BEGIN Supplied entries

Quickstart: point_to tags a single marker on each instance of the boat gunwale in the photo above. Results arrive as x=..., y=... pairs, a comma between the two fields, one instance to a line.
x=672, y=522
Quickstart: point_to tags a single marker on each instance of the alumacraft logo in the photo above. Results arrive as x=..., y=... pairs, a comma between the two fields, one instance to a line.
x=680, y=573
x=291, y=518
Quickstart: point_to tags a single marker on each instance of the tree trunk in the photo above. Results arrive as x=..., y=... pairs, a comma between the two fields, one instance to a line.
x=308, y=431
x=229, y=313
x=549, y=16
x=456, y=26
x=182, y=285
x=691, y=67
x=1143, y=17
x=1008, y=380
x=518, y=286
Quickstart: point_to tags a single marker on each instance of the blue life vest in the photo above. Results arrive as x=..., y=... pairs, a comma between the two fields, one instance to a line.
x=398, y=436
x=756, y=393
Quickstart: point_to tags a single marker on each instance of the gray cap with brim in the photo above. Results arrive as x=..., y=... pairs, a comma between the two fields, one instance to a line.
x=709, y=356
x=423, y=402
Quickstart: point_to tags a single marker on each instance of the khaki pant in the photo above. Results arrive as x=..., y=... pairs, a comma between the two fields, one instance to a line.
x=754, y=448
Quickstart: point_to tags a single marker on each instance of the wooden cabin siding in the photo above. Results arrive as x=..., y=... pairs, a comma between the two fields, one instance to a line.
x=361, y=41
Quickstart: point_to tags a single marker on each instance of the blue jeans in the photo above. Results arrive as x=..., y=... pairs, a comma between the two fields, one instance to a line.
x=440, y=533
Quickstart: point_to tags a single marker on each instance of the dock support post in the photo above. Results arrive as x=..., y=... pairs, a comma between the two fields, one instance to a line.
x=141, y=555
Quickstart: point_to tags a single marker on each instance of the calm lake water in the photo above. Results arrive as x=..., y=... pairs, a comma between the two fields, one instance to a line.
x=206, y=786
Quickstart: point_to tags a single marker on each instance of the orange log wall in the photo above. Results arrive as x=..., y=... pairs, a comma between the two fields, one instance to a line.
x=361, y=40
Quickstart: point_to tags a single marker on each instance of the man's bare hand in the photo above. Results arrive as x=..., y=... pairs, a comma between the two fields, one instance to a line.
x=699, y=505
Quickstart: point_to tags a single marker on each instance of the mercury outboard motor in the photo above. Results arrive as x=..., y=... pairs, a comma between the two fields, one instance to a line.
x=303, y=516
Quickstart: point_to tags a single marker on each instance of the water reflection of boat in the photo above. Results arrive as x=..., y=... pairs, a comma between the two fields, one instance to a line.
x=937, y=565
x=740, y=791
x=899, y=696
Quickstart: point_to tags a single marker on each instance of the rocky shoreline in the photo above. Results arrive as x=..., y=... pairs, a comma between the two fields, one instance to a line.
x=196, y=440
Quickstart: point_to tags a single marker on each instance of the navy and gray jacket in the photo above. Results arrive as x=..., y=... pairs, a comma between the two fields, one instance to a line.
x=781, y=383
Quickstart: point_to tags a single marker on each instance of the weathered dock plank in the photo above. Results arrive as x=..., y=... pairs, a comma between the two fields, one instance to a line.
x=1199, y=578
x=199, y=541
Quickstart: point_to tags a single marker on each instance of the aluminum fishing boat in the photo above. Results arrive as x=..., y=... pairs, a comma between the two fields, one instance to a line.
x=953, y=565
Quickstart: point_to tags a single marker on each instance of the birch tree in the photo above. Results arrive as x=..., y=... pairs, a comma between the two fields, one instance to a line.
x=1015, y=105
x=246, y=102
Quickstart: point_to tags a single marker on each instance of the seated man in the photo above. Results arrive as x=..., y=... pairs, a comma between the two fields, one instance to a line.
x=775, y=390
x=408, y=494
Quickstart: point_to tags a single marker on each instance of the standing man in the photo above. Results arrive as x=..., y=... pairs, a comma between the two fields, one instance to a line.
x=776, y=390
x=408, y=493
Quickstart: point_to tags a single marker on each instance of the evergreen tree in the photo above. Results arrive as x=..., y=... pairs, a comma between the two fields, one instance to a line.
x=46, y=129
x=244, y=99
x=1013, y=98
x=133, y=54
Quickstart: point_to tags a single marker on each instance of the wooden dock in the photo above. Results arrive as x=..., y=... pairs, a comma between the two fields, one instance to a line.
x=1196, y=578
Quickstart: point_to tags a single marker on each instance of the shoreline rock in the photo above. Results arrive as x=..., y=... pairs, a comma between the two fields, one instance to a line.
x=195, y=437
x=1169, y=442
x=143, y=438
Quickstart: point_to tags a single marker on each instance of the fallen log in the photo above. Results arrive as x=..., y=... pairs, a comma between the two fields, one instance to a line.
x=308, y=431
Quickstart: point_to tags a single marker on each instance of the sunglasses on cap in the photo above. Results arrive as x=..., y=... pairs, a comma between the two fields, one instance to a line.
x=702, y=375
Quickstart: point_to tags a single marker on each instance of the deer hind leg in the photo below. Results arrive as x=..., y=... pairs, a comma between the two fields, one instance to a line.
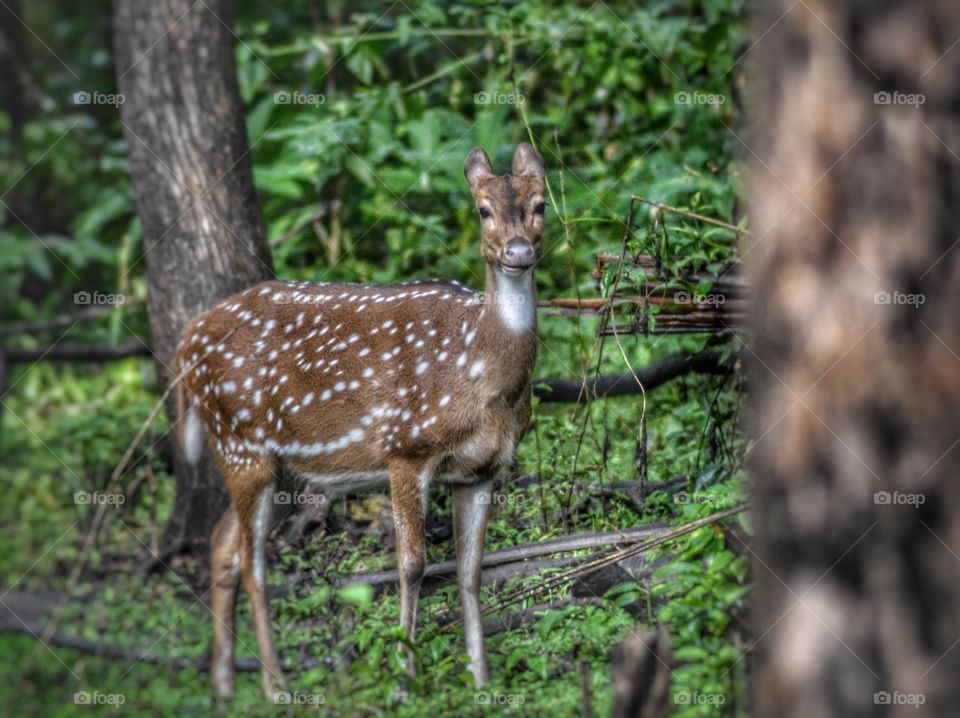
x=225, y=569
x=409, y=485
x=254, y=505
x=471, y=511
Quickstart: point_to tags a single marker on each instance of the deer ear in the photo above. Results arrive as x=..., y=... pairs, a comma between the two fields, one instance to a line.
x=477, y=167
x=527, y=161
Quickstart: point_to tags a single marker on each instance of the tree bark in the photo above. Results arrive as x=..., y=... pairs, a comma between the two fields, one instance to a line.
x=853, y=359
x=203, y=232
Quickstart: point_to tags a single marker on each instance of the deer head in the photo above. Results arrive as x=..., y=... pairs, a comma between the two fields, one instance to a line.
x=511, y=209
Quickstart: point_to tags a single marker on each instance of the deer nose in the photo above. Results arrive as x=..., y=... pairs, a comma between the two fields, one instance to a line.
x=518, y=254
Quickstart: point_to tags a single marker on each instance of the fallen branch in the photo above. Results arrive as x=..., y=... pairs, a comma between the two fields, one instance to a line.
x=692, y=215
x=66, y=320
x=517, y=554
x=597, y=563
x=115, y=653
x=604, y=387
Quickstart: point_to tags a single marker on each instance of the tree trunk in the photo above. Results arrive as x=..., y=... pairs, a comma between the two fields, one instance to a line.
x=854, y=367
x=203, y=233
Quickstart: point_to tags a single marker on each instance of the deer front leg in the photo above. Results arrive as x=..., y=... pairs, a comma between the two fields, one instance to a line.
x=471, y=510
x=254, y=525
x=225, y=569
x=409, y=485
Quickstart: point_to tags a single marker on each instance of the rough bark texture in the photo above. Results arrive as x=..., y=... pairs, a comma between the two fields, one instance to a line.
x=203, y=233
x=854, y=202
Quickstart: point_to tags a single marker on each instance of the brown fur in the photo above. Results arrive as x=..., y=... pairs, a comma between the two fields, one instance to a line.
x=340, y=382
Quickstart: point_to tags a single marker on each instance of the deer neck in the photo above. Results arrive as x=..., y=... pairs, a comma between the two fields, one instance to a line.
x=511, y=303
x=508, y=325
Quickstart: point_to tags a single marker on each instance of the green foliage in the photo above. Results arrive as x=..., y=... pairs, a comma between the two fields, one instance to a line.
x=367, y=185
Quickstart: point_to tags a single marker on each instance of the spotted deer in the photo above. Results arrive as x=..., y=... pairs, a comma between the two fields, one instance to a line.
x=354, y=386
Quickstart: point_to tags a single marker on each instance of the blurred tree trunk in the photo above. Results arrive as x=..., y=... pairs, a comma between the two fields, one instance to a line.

END Supplied entries

→ Required task
Reproduce the listing above exactly, excluding all pictures.

→ Exercise answer
Quickstart: point_to tags a single marker on each instance of the boat gunwale in the photo above. Results arrive as x=..., y=... pairs, a comma between the two fields, one instance to a line.
x=672, y=522
Quickstart: point_to tags a single marker on each instance of the alumacraft logo in the photo above. Results arrive as x=..., y=... pairs, a comma between the two fields, one instance to a line.
x=680, y=573
x=291, y=518
Quickstart: point_to tags a single marker on each instance of the tree trunk in the photo above. Results arrive as x=..., y=... pairs, a comma between the two fields, one instance to a line.
x=308, y=431
x=229, y=313
x=549, y=16
x=456, y=26
x=182, y=285
x=691, y=67
x=1143, y=17
x=1008, y=380
x=518, y=286
Quickstart: point_to tags a single marker on each instance of the blue life vest in the photo above. Results arrive as x=..., y=... pairs, a comma between the two fields, one instance to a line.
x=398, y=436
x=756, y=393
Quickstart: point_to tags a single marker on each instance of the gray cap with brim in the photo above. Results arrive as x=..., y=... pairs, a comma between the two fields, one instance to a line.
x=709, y=356
x=423, y=402
Quickstart: point_to tags a single marker on each instance of the khaki pant in the photo above. Results arrive as x=..., y=... pairs, a comma between the two fields, one instance to a line.
x=754, y=448
Quickstart: point_to tags a single marker on each instance of the wooden cabin siding in the photo above. Results arrive as x=..., y=... pairs, a comma between the two fields, one instance to a line.
x=361, y=41
Quickstart: point_to tags a single marker on each instance of the blue jeans in the photo above. Results arrive as x=..., y=... pairs, a comma between the two fields, one instance to a line.
x=440, y=533
Quickstart: point_to tags a single marker on each instance of the dock support post in the photo above. Results arrive as x=..., y=... pairs, a comma between the two fields, one instance to a line.
x=141, y=555
Quickstart: point_to tags a single marker on each instance of the calm lake water in the photo above. Results arrive as x=..., y=... pairs, a comma between the two fields, one instance to a line.
x=206, y=786
Quickstart: point_to tags a single marker on each instance of the orange log wall in the photo above. Results arrive as x=..., y=... pairs, a comma between the two fields, one instance to a line.
x=361, y=40
Quickstart: point_to tags a single marker on each instance of the man's bare hand in the photo above. Results arrive as x=..., y=... pairs, a comma between the two fields, one instance to a line.
x=699, y=505
Quickstart: point_to tags a single marker on each instance of the mercury outboard motor in the photo above. Results arrive as x=..., y=... pairs, a comma between the two fields, one instance to a line.
x=303, y=516
Quickstart: point_to tags a single marker on each instance of the water reflection of boat in the photo above. Results arrive as x=..., y=... pairs, a comma between the two fields, one instance to a line.
x=937, y=565
x=740, y=791
x=899, y=696
Quickstart: point_to tags a single marker on each instance of the rocky shoreline in the photo above. Results arrive as x=..., y=... pairs, a comma between the two fields, one instance to a line.
x=196, y=440
Quickstart: point_to tags a single marker on each instance of the navy and gray jacket in the photo above. Results arrive as x=..., y=... pairs, a comma between the two fields, one instance to a line.
x=781, y=383
Quickstart: point_to tags a single marker on each instance of the weathered dock plank in the photo above. Results arrive as x=..., y=... pairs, a comma between the two fields, one instance to a line.
x=1199, y=578
x=199, y=541
Quickstart: point_to tags a single marker on each instance of the aluminum fishing boat in the photo above. Results arrive as x=..., y=... pairs, a comma between the two fields, one instance to a line.
x=953, y=565
Quickstart: point_to tags a single marker on each instance of the birch tree in the photo above. Results arrive as x=..., y=... pairs, a comma between the two fields, one instance to a line.
x=1015, y=105
x=246, y=102
Quickstart: point_to tags a single marker on each instance of the seated man in the photo above. Results arrive as x=..., y=... pairs, a comma between the two fields, one instance to a line.
x=775, y=390
x=408, y=494
Quickstart: point_to tags a single marker on each instance of the standing man in the photo above. Results arrive as x=..., y=... pairs, a comma between the two fields, one instance to a line.
x=776, y=390
x=408, y=493
Quickstart: point_to tags a single marker on each instance of the evergreen tree in the photo above. Results arrive as x=..., y=... pairs, a comma between the two fields, one instance to a line.
x=46, y=129
x=244, y=99
x=1013, y=98
x=133, y=54
Quickstart: point_to tags a single marker on each instance of the wooden dock in the photo above. Results arrive as x=..., y=... pairs, a comma between the two fields, one instance to a line.
x=1196, y=578
Quickstart: point_to tags a single marker on each instance of the shoreline rock in the photo above. Results arrive as x=..., y=... pairs, a comma between the two fields, one instance to a line.
x=195, y=437
x=1169, y=442
x=143, y=438
Quickstart: point_to tags a single marker on each instance of the fallen log in the photo above. Results arrive as x=..., y=... pairs, a comma between the two fields, one instance to a line.
x=308, y=431
Quickstart: point_to tags a single marker on each instance of the sunglasses on cap in the photo above. Results arrive as x=..., y=... pairs, a comma between the two fields, one instance to a line.
x=702, y=375
Quickstart: point_to tags a single marker on each instance of the deer hind leg in the photo below. Results arrive as x=..., y=... pairs, a comma between the two fields, one instance to a line.
x=225, y=569
x=409, y=485
x=254, y=505
x=471, y=511
Quickstart: point_to tags a single marker on each instance of the deer ear in the photo above. Results arrive as x=..., y=... pairs, a comma between the two fields, one instance to a line.
x=477, y=167
x=527, y=161
Quickstart: point_to tags a single marker on each instance of the tree bark in the photo above. Results arrive as x=..., y=... pairs, a comma between the two fields, one instance to a line.
x=853, y=359
x=203, y=232
Quickstart: point_to tags a single marker on each instance of the deer head in the photo above. Results arrive as x=..., y=... pairs, a comma between the two fields, one instance to a line.
x=511, y=209
Quickstart: point_to tags a single marker on each instance of the deer nose in the photo above. Results arrive as x=..., y=... pairs, a comma between the two fields, one instance to a line.
x=518, y=254
Quickstart: point_to tags a single marker on each instance of the fallen branch in the photo above. Results arrive as x=..., y=... pairs, a comma between the two fields, one instance to a line.
x=692, y=215
x=66, y=320
x=517, y=554
x=597, y=563
x=115, y=653
x=604, y=387
Quickstart: point_to tags a single marker on each instance of the tree trunk in the photo above. Results arrive as x=..., y=... pairs, a comma between the two fields, one instance to a line.
x=854, y=367
x=203, y=233
Quickstart: point_to tags a single marker on each instance of the deer front leg in the photo above. Results arrive as x=..., y=... pairs, a comma between the two fields, one instance to a line.
x=471, y=510
x=254, y=525
x=225, y=569
x=409, y=485
Quickstart: point_to tags a single marker on each instance of the rough bark texture in the photo above. Results arrive as x=..., y=... pairs, a comma between the two fields, one instance to a line.
x=203, y=233
x=854, y=202
Quickstart: point_to tags a single marker on each instance of the brown fur in the photo above. Results arrive as x=..., y=... pairs, a comma between the two fields, one instance to a line.
x=340, y=382
Quickstart: point_to tags a single marker on each instance of the deer neck in the photo above. Results arrive as x=..., y=... pairs, a comma between the two fields, one instance to a line.
x=511, y=303
x=508, y=325
Quickstart: point_to tags a single marker on each instance of the green foliage in the photo above. Results arrive as x=..., y=... pairs, a comma between the two fields, one instance to a line.
x=367, y=185
Quickstart: point_to tags a single marker on each instance of the spotted deer in the photo above. Results arrive as x=..., y=... pairs, a comma between the two fields, one instance to a line.
x=354, y=386
Quickstart: point_to tags a single marker on each instance of the blurred tree trunk in the photo above. Results arrive as x=..., y=... pairs, a comma between the two fields, one instance to a line.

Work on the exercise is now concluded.